> _What to work on_: The material below must be output exactly, line for line.

> _Material shown_:
-*-*-
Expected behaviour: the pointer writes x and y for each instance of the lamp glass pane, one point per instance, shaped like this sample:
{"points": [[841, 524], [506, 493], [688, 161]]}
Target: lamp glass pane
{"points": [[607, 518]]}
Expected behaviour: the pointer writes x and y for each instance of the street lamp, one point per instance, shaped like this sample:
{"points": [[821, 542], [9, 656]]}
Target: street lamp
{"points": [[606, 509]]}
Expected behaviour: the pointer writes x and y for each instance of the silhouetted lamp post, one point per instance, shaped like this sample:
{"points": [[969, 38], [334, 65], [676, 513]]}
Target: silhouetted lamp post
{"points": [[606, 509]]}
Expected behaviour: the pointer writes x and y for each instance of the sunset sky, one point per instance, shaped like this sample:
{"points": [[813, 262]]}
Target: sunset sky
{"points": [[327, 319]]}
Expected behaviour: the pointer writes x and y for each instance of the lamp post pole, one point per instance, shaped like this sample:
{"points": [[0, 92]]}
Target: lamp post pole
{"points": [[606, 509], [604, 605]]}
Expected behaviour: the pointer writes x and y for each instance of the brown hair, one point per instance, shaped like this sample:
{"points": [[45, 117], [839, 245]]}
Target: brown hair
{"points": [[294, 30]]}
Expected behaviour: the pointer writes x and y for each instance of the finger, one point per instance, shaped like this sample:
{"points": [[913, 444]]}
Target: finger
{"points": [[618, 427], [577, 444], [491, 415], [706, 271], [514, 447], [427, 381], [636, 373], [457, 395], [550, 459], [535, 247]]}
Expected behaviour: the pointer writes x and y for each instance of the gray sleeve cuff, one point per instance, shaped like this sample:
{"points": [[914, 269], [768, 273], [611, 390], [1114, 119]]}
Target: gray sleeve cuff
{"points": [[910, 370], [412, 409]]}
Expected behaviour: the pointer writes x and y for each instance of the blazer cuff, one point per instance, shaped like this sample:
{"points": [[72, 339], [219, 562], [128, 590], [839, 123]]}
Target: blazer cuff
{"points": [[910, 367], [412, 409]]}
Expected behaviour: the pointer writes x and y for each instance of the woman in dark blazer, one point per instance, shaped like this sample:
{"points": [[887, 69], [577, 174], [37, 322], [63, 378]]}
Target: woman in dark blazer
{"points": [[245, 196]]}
-*-*-
> _Answer area_:
Expected behaviour: the pointer writes x and y for each instance of the lamp glass pane, one point per instance, shaped like this sample:
{"points": [[841, 524], [506, 493], [688, 161]]}
Target: lamp glass pane
{"points": [[607, 518]]}
Expected behaviour: the pointer writes x and y for each instance of the street lamp, one point per instance, shaped like this sample:
{"points": [[821, 542], [9, 656]]}
Target: street lamp
{"points": [[606, 509]]}
Expected behaviour: the pointer writes x and y for each instance of the silhouetted lamp post, one point per instance, shaped like this sample:
{"points": [[969, 38], [334, 65], [676, 513]]}
Target: silhouetted lamp post
{"points": [[606, 509]]}
Expected behaviour: the pointer writes x and y for each instance of the sunset sky, one point per instance, shaped like this sample:
{"points": [[813, 262]]}
Target: sunset sky
{"points": [[327, 319]]}
Expected behaviour: the pointer writes x and y for each instance of the lamp post pole, one point per instance, shaped like this sample:
{"points": [[0, 92]]}
Target: lamp post pole
{"points": [[606, 509], [604, 605]]}
Expected behaviour: the pointer writes x and y for each instance of the brown hair, one point per instance, shaped like this sample:
{"points": [[45, 117], [839, 245]]}
Target: brown hair
{"points": [[294, 30]]}
Expected behaviour: the pointer writes x and y for each instance of the finger, one point per instance, shaped like this sample:
{"points": [[913, 444]]}
Target: finger
{"points": [[618, 427], [577, 444], [491, 415], [706, 271], [514, 447], [427, 381], [636, 373], [457, 395], [550, 459], [535, 247]]}
Expected behaviour: the pointer writes x and y for each instance of the gray sleeve cuff, one point per instance, shaped like this sample:
{"points": [[914, 269], [768, 273], [611, 390], [1114, 119]]}
Target: gray sleeve cuff
{"points": [[910, 370], [412, 409]]}
Expected behaviour: the pointer writes x and y for each instance of the blazer cuff, one point per instance, shaped like this sample:
{"points": [[72, 339], [219, 562], [128, 590], [839, 123]]}
Target: blazer cuff
{"points": [[910, 367], [412, 409]]}
Expected behaviour: the pointer writes x and y for each instance of the woman in dark blazer, one point per instance, shaped like this sample:
{"points": [[887, 69], [577, 174], [37, 322], [63, 378]]}
Target: woman in dark blazer
{"points": [[245, 196]]}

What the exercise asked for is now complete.